#### DIRECTIVE:
The article below about unrecognized coding work says what is done at 8 PM on a Friday instead of closing the laptop. List each of those tasks.

#### SELECTED TEXT:
☆ ☆ ☆

Why Your Best Work Will Never Get Recognized
The Pursuit of Excellence in Coding (When Nobody's Watching)
It’s 8 PM on a Friday. Everyone else logged off hours ago. You’re staring at a payment processing module that works fine, no bugs, no complaints, no tickets. You could close the laptop right now and start your weekend.
But you don’t.
Instead, you’re refactoring error handling that’s been bugging you all week. You’re cleaning up variable names. You’re adding defensive checks for edge cases that’ll probably never happen. And here’s the kicker: there’s a pretty good chance no one will ever notice this work. Not your manager. Not your teammates. Hell, this entire module might get replaced in the next architectural pivot.
So why do we do this to ourselves?
The Recognition That Never Comes
Let’s be real about how this usually plays out. You spend three days building a comprehensive logging system for transaction reconciliation. You document every edge case. You make the error messages actually helpful for whoever gets paged at 2 AM. You write it like someone’s going to read it, because someone will, eventually.
Three months later, that logging catches a payment mismatch that would’ve taken weeks to track down manually. Your manager mentions it in passing: “Good job finding that bug quickly.” Nobody asks how you found it so fast. Nobody notices the logging infrastructure that made it possible. They just see that you solved a problem.
Meanwhile, the developer who ships fast and messy just got promoted. Their code breaks constantly, but they’re “high velocity.” They’re “getting shit done.” And you’re sitting there wondering if you’re the only one who actually gives a damn about code quality.

☆ ☆ ☆

Dataset items
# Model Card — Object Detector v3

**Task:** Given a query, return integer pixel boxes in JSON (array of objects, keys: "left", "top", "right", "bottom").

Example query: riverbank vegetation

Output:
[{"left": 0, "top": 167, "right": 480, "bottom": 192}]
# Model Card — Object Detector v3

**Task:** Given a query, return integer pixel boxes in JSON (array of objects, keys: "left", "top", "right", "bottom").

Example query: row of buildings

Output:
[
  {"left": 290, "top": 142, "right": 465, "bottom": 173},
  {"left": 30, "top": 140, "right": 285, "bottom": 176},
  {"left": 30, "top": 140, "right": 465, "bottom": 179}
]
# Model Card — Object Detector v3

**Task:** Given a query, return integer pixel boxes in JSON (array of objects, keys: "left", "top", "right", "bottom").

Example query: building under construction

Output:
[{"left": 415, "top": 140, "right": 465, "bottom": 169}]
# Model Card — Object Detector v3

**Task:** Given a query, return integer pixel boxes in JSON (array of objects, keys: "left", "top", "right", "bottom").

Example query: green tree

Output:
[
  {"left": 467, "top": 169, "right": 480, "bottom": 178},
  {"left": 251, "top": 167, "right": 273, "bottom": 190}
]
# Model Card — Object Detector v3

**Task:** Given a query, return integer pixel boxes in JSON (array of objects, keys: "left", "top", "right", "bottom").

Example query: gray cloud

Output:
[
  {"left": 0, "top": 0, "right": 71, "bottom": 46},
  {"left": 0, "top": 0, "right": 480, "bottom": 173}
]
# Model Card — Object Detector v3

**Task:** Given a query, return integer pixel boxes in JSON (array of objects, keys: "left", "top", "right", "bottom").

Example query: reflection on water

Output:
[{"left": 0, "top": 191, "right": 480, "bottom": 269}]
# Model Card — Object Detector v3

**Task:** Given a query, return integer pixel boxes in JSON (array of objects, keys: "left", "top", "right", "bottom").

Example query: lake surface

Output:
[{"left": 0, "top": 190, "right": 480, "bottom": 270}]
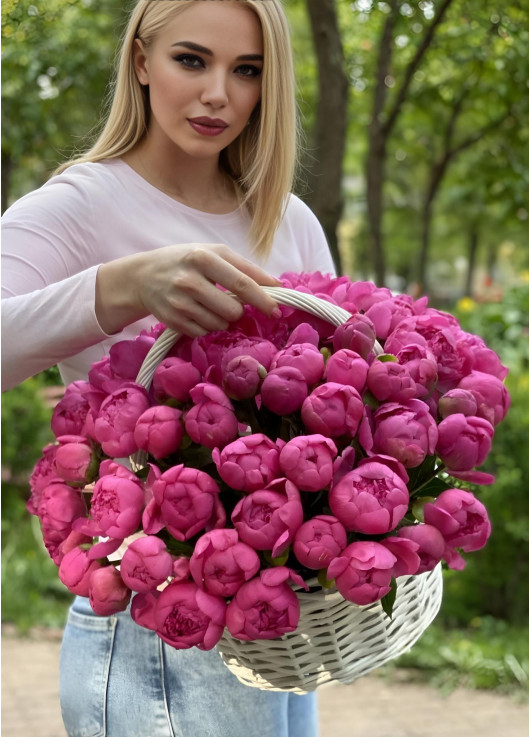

☆ ☆ ☆

#### RESPONSE:
- Refactoring error handling that's been bugging you all week
- Cleaning up variable names
- Adding defensive checks for edge cases that'll probably never happen